**YOUR INSTRUCTIONS:** Revise the lines from the one containing "instance of sky" through the end of the records, inclusive, changing "report" to "give" and leaving all else as it is. Return only those lines.
## Begin
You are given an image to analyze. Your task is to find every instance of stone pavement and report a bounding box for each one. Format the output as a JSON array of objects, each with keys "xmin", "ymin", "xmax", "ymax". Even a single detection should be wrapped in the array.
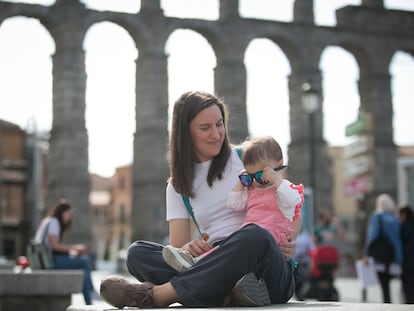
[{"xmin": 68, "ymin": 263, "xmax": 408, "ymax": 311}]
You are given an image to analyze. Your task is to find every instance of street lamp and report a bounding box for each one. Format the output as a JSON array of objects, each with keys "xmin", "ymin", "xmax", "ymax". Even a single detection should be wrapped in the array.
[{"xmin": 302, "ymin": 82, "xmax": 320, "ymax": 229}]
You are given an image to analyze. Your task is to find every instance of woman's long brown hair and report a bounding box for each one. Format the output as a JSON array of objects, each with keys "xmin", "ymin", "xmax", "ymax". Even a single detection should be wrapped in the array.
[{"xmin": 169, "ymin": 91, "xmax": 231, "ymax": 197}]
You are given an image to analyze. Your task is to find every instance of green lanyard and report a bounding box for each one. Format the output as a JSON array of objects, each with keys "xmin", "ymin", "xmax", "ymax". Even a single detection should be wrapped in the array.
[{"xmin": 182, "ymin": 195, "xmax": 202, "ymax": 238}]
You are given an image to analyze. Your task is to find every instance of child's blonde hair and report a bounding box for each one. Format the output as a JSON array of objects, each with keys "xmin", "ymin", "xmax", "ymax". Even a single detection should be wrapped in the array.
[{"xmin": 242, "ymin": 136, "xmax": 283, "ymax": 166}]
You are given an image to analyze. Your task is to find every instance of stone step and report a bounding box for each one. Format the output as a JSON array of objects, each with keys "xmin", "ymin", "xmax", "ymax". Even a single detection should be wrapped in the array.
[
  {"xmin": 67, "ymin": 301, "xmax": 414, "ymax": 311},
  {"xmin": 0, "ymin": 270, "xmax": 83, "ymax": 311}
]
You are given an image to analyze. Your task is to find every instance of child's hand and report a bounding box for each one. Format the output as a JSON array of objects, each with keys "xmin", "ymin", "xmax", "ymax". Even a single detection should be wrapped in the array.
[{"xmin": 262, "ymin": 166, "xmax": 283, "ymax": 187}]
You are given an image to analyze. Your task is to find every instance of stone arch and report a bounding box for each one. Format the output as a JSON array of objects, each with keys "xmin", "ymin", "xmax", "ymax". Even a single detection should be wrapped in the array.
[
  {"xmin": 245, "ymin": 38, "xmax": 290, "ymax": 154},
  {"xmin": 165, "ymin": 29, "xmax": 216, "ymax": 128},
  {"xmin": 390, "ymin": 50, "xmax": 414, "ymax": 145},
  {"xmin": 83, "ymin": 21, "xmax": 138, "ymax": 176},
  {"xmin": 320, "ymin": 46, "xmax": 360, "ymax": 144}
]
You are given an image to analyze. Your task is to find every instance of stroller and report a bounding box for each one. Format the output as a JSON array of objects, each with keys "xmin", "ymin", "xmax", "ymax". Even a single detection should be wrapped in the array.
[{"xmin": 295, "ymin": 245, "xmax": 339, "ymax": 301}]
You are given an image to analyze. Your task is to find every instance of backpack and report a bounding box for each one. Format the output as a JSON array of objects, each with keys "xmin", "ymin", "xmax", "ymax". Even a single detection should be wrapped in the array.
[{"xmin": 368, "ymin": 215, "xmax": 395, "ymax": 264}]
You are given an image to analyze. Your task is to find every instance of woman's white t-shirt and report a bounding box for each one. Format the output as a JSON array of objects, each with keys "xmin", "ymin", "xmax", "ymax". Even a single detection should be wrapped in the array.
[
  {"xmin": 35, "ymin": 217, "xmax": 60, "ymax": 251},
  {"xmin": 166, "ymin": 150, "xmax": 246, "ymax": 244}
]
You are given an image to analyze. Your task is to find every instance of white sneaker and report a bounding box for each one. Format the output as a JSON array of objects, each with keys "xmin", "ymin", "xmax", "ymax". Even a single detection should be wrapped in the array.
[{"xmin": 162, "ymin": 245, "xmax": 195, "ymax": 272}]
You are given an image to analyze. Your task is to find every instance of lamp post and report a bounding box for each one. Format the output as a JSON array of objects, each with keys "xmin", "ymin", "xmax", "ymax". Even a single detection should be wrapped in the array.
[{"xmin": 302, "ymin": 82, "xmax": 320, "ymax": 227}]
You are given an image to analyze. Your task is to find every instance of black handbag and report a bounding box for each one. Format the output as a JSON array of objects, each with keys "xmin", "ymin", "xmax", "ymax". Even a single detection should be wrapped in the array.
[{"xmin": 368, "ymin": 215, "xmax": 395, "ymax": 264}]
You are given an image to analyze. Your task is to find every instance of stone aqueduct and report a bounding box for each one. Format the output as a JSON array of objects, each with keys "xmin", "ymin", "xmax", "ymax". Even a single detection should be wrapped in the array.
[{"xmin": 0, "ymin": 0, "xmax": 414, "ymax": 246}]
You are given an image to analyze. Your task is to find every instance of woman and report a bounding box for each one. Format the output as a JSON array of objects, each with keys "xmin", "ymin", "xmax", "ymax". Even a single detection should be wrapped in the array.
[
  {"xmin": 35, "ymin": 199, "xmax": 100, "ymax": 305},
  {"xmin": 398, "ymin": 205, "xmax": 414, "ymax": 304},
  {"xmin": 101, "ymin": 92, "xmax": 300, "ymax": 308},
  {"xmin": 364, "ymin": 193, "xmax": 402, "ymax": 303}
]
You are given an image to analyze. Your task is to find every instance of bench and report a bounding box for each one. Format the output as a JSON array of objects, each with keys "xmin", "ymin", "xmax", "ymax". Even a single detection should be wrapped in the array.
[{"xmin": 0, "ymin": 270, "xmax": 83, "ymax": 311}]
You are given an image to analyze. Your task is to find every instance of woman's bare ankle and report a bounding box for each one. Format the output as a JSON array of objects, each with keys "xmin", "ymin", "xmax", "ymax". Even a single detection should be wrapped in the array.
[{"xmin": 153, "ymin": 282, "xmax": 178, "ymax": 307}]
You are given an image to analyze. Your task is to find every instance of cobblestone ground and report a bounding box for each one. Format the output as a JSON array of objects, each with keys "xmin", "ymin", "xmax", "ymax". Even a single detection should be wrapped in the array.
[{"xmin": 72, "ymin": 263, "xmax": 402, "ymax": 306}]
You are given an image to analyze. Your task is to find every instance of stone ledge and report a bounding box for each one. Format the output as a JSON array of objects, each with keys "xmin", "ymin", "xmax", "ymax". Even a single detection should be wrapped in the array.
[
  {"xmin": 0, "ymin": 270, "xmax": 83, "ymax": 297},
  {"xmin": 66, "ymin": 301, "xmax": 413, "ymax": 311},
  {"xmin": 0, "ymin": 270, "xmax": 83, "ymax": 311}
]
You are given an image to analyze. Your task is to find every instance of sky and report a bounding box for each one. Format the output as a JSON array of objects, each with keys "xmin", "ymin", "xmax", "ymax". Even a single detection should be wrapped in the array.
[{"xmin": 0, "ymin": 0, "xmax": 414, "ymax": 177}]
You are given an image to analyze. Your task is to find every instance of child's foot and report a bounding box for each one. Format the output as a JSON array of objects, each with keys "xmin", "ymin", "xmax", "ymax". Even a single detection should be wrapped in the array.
## End
**THE ANSWER:**
You are given an image to analyze. Your task is to find every instance of sky and give a bounding box for each one. Format the output as a JSON array of objects, each with keys "xmin", "ymin", "xmax", "ymax". Even a single detection should be wrapped in the array.
[{"xmin": 0, "ymin": 0, "xmax": 414, "ymax": 177}]
You are given an image to analyze. Your task is to find every instance of child's foot and give a bounding box for each one. Format the output as a JSON array of objects, each with keys "xmin", "ymin", "xmax", "ymax". Even a single detection should be wrapped in the array.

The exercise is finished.